• Set tasks:
A – In the Yosemite post, what site number was assigned for the first night at Upper Pines?
B – Translate this sentence from the Yosemite post into Spanish: "I need a good camera and photography lessons ASAP."
C – Rewrite the passage of the Yosemite post between "Why can’t your" and "photography lessons ASAP.", inclusive, changing "moon" to "sky".

Hairpin bends anywhere between 35-50° gradient for around five miles. It was HORRIFIC.

I must say that on the whole, I’m a becoming a big fan of the automatic – it’s all a bit stop or go which keeps things nice and simple. But similar to the Escape from somewhere near to Alcatraz, the whole hill stuff without gears and handbrakes is nauseating and ironically, grinding my gears a bit.

AFTER this point, I swear I was in paradise. So much paradise. Finally, I understood the hype.

Why can’t your eyes take photos?

Detour from the post for a moment because the moon is in full wax mode and looking pretty gorgeous right now.

I need a good camera and photography lessons ASAP.

Shin-ay-aghhh Strain.

Another detour. My left shin is fucking killing me. Cockily, and erroneously thought I’d swerved any repercussions of today’s elongated hike. Fool.

Love at first sight.

I need to clock the coordinates of the moment I turned a corner and saw Half Dome for the first time. In terms of falling in love at first sight, I’d put it up there with locking eyes with James Boyle on Easter Sunday in Sol Viva when I was 17. Only taken another 17 years, a wealth of experience and a few thousand miles to get there, but hey, better late than never.

Really never seen anything like it before, or been so humbled by nature. Seeing that, you realise quite swiftly who’s in charge, and it sure as hell ain’t us.

Photos on insta, and will whack ’em in here when I can.

Pining for you.

Upper Pines (and it’s sisters Lower and North) sit cradled under the left armpit of Half Dome. As I drove in up to the ranger’s hut / checkpoint, I needed to pinch myself and also turn the music down. We were back on the Manchester classics and I’m sure the ranger wasn’t going to appreciate Sally Cinnamon quite as much as I.

Checked in, and bear safety disclaimer signed, my first night at Upper Pines was to be at site 162. On the site map online, it said it was next to the toilet block which I wasn’t thrilled about but when I got there, I saw that I wasn’t that close at all. Everything is spaced out: you’re close to your neighbours but have your privacy and lots of room to spread out. I had nothing to spread, but it was nice to have the option.

I felt like I’d made it. On that days journey, as a camping professional, in life. It was quite empowering to see gangs of people all over the place knowing that I’d done everything by myself. Unlike at Thousand Trails, I didn’t feel lonely: being alone here somehow didn’t feel like leprosy, it felt like an achievement.

It was about 4pm when I arrived and you could already smell campfires ablaze all over so after a few moments familiarisation, I drove straight back out of the site to the Village Store to pick up some bits. Bits – meaning FIRE STUFF.

The store was great. 40% of the place was a Yosemite tat paradise: every possible branded mug, shirt, hoodie, beer can holder, apron, tote bag bullshit you could dream of was there for purchase for many dollars plus tax.

• Provided data:
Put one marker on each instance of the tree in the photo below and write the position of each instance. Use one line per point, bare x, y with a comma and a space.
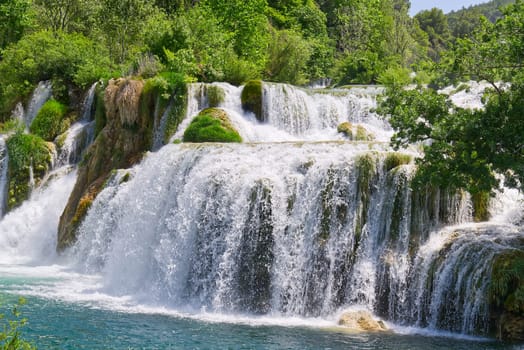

• Response list:
A – Site 162.

B – Necesito una buena cámara y clases de fotografía lo antes posible.

C –
Why can’t your eyes take photos?

Detour from the post for a moment because the sky is in full wax mode and looking pretty gorgeous right now.

I need a good camera and photography lessons ASAP.